# Provided records
►

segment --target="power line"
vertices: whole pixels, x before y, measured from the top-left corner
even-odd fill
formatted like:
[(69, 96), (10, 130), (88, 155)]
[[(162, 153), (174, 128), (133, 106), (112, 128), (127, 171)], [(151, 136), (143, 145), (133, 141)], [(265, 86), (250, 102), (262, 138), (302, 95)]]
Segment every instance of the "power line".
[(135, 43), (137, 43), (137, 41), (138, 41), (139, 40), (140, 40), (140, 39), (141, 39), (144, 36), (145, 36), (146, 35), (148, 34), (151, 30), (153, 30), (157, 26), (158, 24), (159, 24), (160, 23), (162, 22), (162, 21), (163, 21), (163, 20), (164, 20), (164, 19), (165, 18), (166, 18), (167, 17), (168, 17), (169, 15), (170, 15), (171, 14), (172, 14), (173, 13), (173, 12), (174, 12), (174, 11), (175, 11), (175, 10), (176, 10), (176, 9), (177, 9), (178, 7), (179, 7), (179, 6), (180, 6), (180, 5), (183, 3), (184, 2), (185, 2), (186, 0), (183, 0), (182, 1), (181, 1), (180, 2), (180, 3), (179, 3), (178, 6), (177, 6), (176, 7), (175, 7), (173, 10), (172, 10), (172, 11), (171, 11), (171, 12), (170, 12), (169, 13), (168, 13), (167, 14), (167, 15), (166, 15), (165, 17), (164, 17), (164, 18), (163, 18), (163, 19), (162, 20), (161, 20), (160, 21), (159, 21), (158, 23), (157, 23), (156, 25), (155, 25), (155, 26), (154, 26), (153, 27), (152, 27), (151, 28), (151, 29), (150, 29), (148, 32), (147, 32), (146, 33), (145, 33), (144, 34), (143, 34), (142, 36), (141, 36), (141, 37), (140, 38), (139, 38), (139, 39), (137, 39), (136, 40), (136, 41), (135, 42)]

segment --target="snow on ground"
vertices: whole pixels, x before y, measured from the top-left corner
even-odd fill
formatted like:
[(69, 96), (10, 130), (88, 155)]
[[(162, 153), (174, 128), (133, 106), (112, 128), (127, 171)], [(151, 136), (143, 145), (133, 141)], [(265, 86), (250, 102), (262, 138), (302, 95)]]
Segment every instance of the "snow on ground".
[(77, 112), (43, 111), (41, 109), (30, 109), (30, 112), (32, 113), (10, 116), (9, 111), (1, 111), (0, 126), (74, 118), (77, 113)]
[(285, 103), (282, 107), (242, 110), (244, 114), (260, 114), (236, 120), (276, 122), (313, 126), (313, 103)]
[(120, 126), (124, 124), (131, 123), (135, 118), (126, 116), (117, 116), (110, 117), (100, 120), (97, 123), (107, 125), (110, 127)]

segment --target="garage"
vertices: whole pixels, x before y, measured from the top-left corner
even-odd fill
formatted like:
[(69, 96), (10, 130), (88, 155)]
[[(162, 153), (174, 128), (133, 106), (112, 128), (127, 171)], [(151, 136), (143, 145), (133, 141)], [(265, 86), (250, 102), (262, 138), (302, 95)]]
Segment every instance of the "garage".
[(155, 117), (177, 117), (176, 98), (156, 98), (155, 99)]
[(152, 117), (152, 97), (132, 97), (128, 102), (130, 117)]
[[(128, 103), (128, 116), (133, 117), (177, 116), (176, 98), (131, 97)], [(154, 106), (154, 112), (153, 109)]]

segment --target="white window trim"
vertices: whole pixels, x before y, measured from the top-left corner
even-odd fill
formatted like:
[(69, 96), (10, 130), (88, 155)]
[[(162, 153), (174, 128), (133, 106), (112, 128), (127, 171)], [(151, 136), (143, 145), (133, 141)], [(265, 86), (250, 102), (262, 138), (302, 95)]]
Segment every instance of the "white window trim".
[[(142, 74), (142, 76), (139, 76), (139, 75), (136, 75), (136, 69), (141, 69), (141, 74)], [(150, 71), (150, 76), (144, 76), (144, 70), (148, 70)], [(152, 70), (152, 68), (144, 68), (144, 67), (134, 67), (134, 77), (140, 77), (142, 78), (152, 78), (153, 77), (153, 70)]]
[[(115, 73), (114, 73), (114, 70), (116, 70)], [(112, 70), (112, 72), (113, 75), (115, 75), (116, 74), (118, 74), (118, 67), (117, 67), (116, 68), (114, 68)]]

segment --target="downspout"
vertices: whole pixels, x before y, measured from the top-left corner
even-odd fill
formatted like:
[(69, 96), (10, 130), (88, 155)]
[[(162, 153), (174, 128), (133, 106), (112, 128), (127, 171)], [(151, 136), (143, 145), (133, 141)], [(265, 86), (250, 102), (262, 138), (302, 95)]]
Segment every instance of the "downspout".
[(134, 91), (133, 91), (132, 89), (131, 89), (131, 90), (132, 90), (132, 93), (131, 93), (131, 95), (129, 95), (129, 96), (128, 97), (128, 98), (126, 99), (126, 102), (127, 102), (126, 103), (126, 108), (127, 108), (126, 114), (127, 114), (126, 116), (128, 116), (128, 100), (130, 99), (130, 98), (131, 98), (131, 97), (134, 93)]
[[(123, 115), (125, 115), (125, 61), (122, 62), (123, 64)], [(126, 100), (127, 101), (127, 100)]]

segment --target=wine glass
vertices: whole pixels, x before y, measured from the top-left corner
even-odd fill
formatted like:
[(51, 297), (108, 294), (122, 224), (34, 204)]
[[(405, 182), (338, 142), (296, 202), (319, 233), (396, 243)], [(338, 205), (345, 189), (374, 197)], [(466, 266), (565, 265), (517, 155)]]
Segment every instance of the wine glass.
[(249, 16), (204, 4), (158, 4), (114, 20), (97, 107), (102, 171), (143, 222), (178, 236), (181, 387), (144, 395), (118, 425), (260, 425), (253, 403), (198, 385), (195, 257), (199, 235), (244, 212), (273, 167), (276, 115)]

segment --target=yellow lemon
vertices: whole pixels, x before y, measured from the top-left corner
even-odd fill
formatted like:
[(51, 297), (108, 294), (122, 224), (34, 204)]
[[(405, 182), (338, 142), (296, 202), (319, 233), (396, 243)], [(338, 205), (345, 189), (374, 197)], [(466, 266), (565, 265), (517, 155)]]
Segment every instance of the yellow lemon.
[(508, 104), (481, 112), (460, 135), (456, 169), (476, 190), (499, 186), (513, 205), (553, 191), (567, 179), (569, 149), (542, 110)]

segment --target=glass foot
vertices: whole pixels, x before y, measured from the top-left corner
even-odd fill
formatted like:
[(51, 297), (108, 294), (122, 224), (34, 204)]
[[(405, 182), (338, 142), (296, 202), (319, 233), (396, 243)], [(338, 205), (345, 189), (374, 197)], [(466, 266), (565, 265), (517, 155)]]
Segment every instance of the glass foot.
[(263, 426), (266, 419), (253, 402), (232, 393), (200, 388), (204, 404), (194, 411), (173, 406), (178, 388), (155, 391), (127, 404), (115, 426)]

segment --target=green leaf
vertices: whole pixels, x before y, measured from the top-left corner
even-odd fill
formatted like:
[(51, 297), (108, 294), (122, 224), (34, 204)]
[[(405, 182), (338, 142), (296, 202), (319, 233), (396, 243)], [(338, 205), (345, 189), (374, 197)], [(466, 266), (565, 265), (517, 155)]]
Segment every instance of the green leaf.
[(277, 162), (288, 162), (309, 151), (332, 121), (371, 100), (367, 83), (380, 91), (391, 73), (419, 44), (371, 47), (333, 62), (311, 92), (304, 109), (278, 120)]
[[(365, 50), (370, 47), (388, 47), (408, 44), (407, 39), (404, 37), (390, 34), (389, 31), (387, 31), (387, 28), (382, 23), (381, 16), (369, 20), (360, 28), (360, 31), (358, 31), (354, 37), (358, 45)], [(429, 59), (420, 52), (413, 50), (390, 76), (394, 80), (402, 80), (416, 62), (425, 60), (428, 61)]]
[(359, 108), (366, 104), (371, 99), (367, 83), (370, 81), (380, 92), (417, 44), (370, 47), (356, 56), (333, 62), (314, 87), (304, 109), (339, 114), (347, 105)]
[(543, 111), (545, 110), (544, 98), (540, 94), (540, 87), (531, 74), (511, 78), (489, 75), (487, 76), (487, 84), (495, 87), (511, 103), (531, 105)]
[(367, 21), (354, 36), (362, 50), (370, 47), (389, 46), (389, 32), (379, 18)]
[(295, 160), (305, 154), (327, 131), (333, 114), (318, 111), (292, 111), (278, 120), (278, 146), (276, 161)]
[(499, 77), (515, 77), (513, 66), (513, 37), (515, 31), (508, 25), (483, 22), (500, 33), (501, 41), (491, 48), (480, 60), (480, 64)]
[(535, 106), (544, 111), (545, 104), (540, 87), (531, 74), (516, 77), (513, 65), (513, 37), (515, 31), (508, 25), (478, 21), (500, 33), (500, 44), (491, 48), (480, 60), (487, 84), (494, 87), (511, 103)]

◄

# Exercise directions
Turn the stretch of the items above from the line containing "segment --target=glass foot" through the end of the items into a numbered list, skipping blank lines.

# Result of the task
1. segment --target=glass foot
2. vertices: whole pixels, x before y, measured from the top-left corner
3. even-odd fill
4. formatted like:
5. [(51, 297), (108, 294), (122, 224), (34, 204)]
6. [[(405, 182), (338, 142), (296, 202), (319, 233), (396, 243)], [(338, 205), (345, 189), (374, 197)], [(466, 266), (565, 265), (517, 155)]]
7. Segment every instance of the glass foot.
8. [(263, 426), (266, 419), (253, 402), (232, 393), (200, 388), (204, 404), (194, 411), (173, 406), (178, 388), (155, 391), (127, 404), (115, 426)]
9. segment --target=green leaf
10. vertices: whole pixels, x before y, measured from the top-left corner
11. even-odd fill
12. formatted like:
13. [(51, 297), (108, 294), (122, 224), (34, 204)]
14. [[(405, 182), (338, 142), (296, 202), (319, 233), (396, 243)], [(338, 205), (345, 189), (374, 197)], [(466, 266), (565, 265), (517, 155)]]
15. Segment every instance of the green leaf.
16. [(277, 162), (288, 162), (309, 151), (332, 121), (371, 100), (367, 83), (380, 91), (391, 73), (419, 44), (371, 47), (333, 62), (311, 92), (304, 109), (278, 120)]
17. [[(365, 50), (370, 47), (388, 47), (408, 44), (407, 39), (404, 37), (390, 34), (389, 31), (387, 31), (387, 28), (382, 23), (381, 16), (369, 20), (360, 28), (360, 31), (358, 31), (354, 37), (358, 45)], [(429, 59), (420, 52), (413, 50), (390, 76), (394, 80), (402, 80), (416, 62), (425, 60), (428, 61)]]
18. [(359, 108), (366, 104), (371, 99), (367, 83), (370, 81), (380, 92), (417, 44), (370, 47), (356, 56), (333, 62), (314, 87), (304, 109), (339, 114), (347, 105)]
19. [(543, 111), (545, 110), (544, 98), (540, 94), (540, 87), (531, 74), (511, 78), (489, 75), (487, 76), (487, 84), (495, 87), (511, 103), (531, 105)]
20. [(367, 21), (354, 36), (362, 50), (370, 47), (389, 46), (389, 32), (379, 18)]
21. [(295, 160), (305, 154), (327, 131), (333, 114), (318, 111), (292, 111), (278, 120), (278, 146), (276, 161)]
22. [(499, 77), (515, 77), (513, 66), (513, 37), (515, 31), (508, 25), (483, 22), (500, 33), (501, 41), (491, 48), (480, 60), (480, 64)]
23. [(535, 106), (544, 111), (545, 104), (540, 87), (531, 74), (516, 77), (513, 65), (513, 37), (515, 31), (508, 25), (478, 21), (500, 33), (500, 44), (491, 48), (480, 60), (487, 84), (494, 87), (511, 103)]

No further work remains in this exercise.